Текст для чтения:
---
Разве все не превратилось бы вновь в хаос?
Подобно тому, как в природе всякая вещь связана со всем, что ей предшествует и что за ней следует, так и всякий отдельный человек и всякая мысль людей связаны со всеми людьми и со всеми человеческими мыслями, предшествующими и последующими.
Главным средством формирования душ без сомнения является слово: без него нельзя себе представить ни происхождения сознания в отдельной личности, ни его развития в человеческом роде.
А что такое мировое сознание? Это не что иное, как совокупность всех идей, которые живут в памяти людей. …идея становится достоянием всеобщего разума лишь в качестве традиции. Таковы всесильные воспоминания, в которых сосредоточен опыт поколений. Твердо установлено, что в каждом племени, всегда находятся некоторые представления о Высшем Существе, о добре и зле, о том, что справедливо и что несправедливо: без этих представлений невозможно было бы существование племени совершенно так же, как и без грубых продуктов земли, которую племя топчет, и деревьев, которые дают ему приют. Откуда эти представления? Никто этого не знает; предания – вот и все; докопаться до их происхождения невозможно: дети восприняли их от отцов и матерей – вот и вся их родословная… Я ручаюсь, что человек, очутившийся без родителей или иного человеческого существа, как только открылись на свет его глаза, если бы он ни разу не ощутил на себе взгляда одного из себе подобных, не услышал бы ни единого звука их голоса и в таком отчуждении вырос до сознательного возраста, ничем не отличался бы от других млекопитающих. Есть в нем, спрашиваю я, какая-нибудь мысль, которая бы не вытекала из небольшого круга понятий, вложенных в его голову матерью, кормилицей или другим человеческим существом в первые дни его бытия? Истинную природу человека составляет то, что из всех существ он один способен просвещаться беспредельно: в этом и состоит его превосходство над всеми созданиями. Но для того, чтобы он мог возвыситься до свойств мыслящего существа, необходимо, чтобы чело его озарилось лучом высшего разума. …в день создания человека Бог с ним беседовал и человек слушал и внимал ему:
таково истинное происхождение человеческого разума. В дальнейшем он частично утратил способность воспринимать голос Бога, это было естественным следствием дара полученной им неограниченной свободы. Но он не потерял воспоминания о первых божественных словах, которые воспринял его слух. Вот этот-то Божественный глагол к первому человеку, передаваемый от поколения к поколению, поражает человека в колыбели, он-то и вводит человека в мир сознаний и превращает его в мыслящее существо.
---
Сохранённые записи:
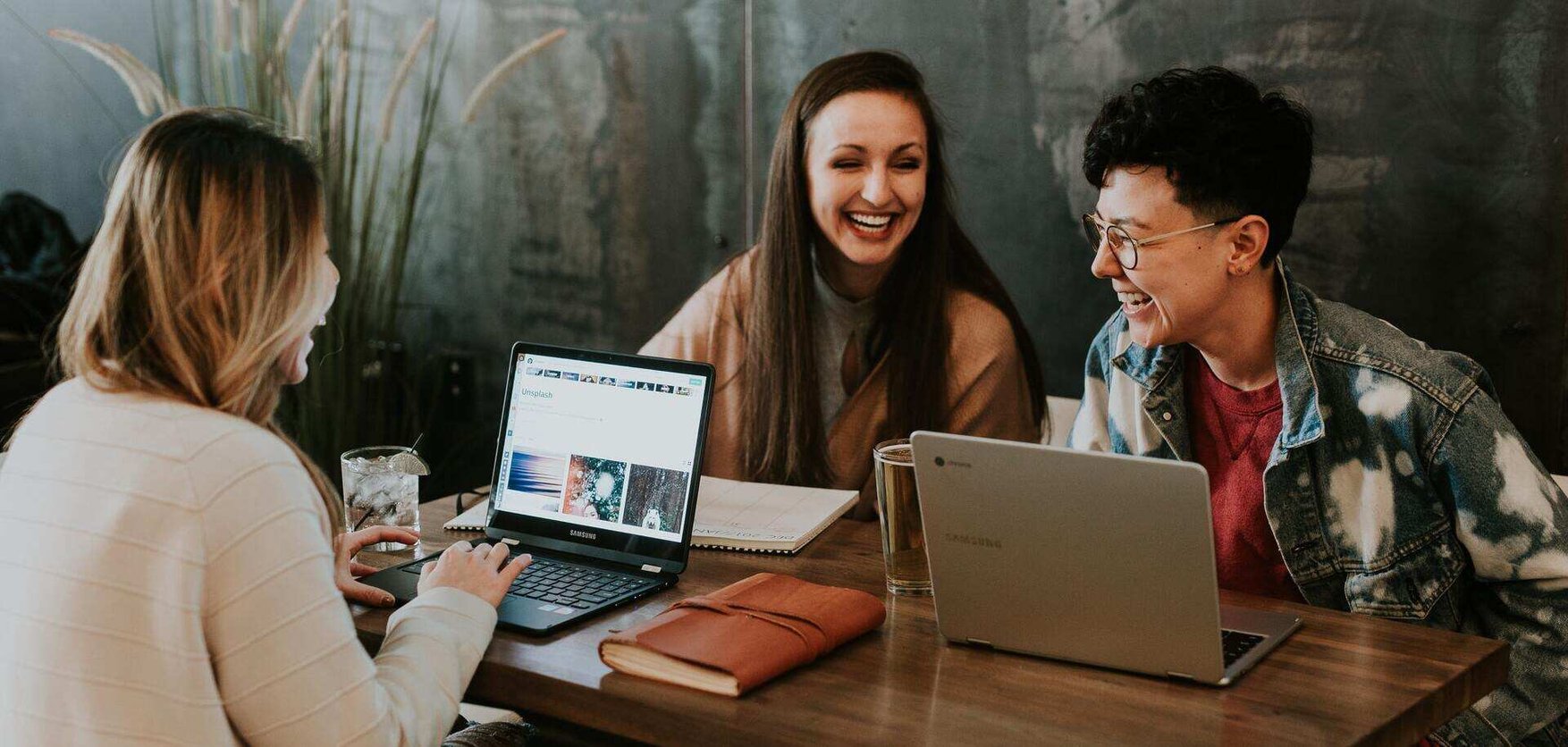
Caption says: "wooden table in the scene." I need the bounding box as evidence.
[354,498,1508,745]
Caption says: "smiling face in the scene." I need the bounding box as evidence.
[277,229,337,383]
[1092,166,1235,348]
[806,91,927,291]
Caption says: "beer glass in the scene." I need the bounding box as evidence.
[872,439,932,595]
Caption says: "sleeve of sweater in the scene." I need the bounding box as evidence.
[191,431,495,745]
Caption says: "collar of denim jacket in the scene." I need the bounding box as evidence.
[1112,258,1323,449]
[1275,258,1323,449]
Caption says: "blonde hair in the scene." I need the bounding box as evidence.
[58,108,343,531]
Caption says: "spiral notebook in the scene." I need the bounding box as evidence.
[692,478,859,554]
[443,478,859,554]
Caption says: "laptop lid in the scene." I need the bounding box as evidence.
[911,432,1225,683]
[487,343,713,573]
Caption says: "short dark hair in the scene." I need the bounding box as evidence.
[1083,67,1312,263]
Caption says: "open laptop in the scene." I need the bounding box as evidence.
[364,343,713,634]
[911,431,1302,686]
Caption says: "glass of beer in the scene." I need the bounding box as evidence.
[872,439,932,595]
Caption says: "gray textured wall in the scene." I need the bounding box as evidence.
[0,0,1568,472]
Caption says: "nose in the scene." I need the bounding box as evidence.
[861,164,890,206]
[1088,241,1125,281]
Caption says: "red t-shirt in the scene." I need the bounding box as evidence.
[1184,346,1306,601]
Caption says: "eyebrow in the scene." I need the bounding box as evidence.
[832,141,923,154]
[1094,210,1150,231]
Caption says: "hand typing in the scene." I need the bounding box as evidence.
[333,526,418,608]
[418,541,533,606]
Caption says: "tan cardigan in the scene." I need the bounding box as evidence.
[640,249,1040,518]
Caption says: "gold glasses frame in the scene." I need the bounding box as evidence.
[1083,213,1246,269]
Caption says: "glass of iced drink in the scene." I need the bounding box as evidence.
[341,446,428,553]
[872,439,932,595]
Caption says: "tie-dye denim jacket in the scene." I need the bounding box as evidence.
[1067,264,1568,745]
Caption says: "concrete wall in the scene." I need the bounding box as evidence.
[0,0,1568,472]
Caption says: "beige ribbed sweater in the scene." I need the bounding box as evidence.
[0,381,495,745]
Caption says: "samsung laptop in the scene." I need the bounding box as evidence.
[911,431,1302,684]
[364,343,713,634]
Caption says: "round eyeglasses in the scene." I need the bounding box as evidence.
[1083,213,1243,269]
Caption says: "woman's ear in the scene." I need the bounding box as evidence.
[1227,214,1269,275]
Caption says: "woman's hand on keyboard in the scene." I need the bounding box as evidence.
[418,541,533,605]
[333,526,418,608]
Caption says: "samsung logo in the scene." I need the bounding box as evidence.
[942,533,1002,550]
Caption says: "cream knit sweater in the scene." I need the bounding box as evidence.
[0,381,495,745]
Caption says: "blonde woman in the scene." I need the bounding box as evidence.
[0,110,528,743]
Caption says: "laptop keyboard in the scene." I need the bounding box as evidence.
[403,554,653,609]
[1220,628,1264,667]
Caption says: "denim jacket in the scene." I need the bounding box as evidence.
[1067,264,1568,745]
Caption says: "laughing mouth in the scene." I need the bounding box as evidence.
[1117,291,1154,312]
[844,213,897,233]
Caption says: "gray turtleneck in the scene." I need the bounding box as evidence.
[811,262,876,427]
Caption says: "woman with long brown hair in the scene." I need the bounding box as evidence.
[0,110,528,743]
[643,52,1044,518]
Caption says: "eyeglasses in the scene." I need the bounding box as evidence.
[1083,213,1243,269]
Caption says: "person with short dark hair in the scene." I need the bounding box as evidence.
[1067,67,1568,745]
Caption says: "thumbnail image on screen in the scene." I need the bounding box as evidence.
[564,454,626,522]
[507,451,566,512]
[621,464,692,534]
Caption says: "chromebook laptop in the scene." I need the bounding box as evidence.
[911,431,1302,686]
[366,343,713,634]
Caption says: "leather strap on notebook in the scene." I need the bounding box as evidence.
[670,597,828,659]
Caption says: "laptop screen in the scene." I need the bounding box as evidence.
[491,345,712,560]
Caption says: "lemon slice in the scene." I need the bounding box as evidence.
[387,451,430,474]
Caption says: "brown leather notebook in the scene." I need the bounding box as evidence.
[599,573,888,697]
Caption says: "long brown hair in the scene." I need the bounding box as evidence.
[742,52,1046,485]
[58,108,343,531]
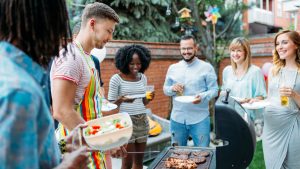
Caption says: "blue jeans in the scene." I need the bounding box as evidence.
[170,116,210,147]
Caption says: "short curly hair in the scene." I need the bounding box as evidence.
[115,45,151,74]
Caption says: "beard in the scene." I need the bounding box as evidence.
[182,53,196,63]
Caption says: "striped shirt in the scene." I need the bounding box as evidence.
[108,73,147,115]
[50,43,96,104]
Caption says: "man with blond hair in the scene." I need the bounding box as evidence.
[50,2,119,168]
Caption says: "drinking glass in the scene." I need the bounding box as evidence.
[146,85,154,100]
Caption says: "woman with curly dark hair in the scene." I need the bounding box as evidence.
[108,45,154,169]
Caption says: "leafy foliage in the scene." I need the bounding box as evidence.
[67,0,247,71]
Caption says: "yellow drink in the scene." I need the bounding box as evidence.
[146,91,152,100]
[280,96,289,106]
[176,91,183,96]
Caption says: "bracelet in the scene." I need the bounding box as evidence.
[58,139,67,154]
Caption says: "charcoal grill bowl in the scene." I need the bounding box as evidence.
[215,97,256,169]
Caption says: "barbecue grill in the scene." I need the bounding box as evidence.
[148,90,256,169]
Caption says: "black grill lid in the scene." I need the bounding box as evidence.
[215,92,256,169]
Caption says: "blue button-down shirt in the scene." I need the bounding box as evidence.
[164,58,218,125]
[0,42,60,169]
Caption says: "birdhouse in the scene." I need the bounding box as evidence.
[178,8,191,18]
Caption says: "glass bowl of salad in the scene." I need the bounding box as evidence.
[83,113,132,151]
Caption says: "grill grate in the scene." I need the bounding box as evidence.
[150,147,214,169]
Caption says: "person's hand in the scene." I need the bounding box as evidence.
[55,146,90,169]
[193,95,201,104]
[248,98,261,104]
[240,98,251,104]
[109,145,127,158]
[147,91,155,101]
[172,83,183,93]
[65,124,87,152]
[121,96,135,103]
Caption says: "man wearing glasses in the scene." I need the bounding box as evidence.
[163,35,218,147]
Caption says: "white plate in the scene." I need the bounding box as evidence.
[175,96,196,103]
[230,96,244,102]
[242,101,270,109]
[101,102,118,111]
[125,94,146,99]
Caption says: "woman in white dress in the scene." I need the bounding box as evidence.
[222,37,267,120]
[263,30,300,169]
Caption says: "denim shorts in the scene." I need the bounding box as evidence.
[170,116,210,147]
[129,113,149,143]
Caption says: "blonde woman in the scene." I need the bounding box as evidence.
[222,37,267,120]
[263,30,300,169]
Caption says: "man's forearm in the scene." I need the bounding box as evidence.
[54,109,85,131]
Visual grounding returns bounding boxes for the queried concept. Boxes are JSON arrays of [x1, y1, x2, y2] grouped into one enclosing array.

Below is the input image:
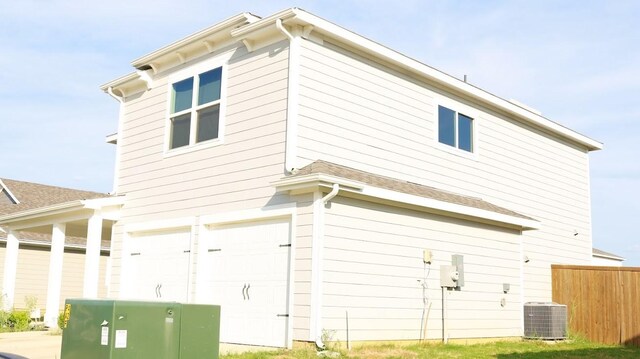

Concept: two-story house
[[1, 8, 602, 347]]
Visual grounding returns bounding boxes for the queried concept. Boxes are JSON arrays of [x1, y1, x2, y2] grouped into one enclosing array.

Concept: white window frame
[[433, 96, 482, 160], [164, 53, 231, 157]]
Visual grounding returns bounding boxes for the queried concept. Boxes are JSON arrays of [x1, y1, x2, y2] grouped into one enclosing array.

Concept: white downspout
[[276, 19, 300, 173], [107, 87, 124, 195]]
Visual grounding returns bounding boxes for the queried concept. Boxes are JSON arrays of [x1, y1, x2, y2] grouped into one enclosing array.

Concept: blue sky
[[0, 0, 640, 266]]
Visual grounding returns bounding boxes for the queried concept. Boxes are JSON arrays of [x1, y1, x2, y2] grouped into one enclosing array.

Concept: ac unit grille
[[524, 302, 567, 339]]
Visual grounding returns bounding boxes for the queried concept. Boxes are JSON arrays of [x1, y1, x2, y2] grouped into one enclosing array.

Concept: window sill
[[164, 138, 223, 158]]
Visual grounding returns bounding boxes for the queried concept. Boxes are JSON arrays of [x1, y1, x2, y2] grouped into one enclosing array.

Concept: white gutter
[[322, 183, 340, 204], [131, 12, 260, 68], [0, 239, 111, 252], [0, 179, 20, 204], [276, 18, 300, 173], [292, 8, 603, 150], [107, 87, 124, 194]]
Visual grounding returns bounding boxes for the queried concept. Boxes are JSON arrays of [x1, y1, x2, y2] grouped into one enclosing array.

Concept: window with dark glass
[[169, 67, 222, 149], [438, 106, 473, 152]]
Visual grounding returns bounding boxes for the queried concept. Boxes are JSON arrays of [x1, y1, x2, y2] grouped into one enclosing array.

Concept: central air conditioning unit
[[524, 302, 567, 340]]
---
Задачи:
[a] Объясните, опираясь на текст о происхождении человеческого разума, почему человек частично утратил способность воспринимать голос Бога. Ответ дайте в одном–трех предложениях.
[b] Напишите следующую часть текста о происхождении человеческого разума, начав сразу после его последнего предложения.
Данные здесь не нужны.

Ответы по задачам:
[a] Человек частично утратил способность воспринимать голос Бога, потому что получил в дар неограниченную свободу. Эта утрата была ее естественным следствием.

[b]
Таким образом, представление о том, будто человеческое существо является в мир с готовым разумом, не имеет, как вы видите, никакого основания ни в опытных данных, ни в отвлеченных доводах.
Лишенные общения с другими сознаниями, мы щипали бы траву, а не размышляли бы о своей природе. Если не согласиться с тем, что мысль человека есть мысль рода человеческого, то нет возможности понять, что она такое. …все выдающиеся умы составляют лишь части единого обширного разума.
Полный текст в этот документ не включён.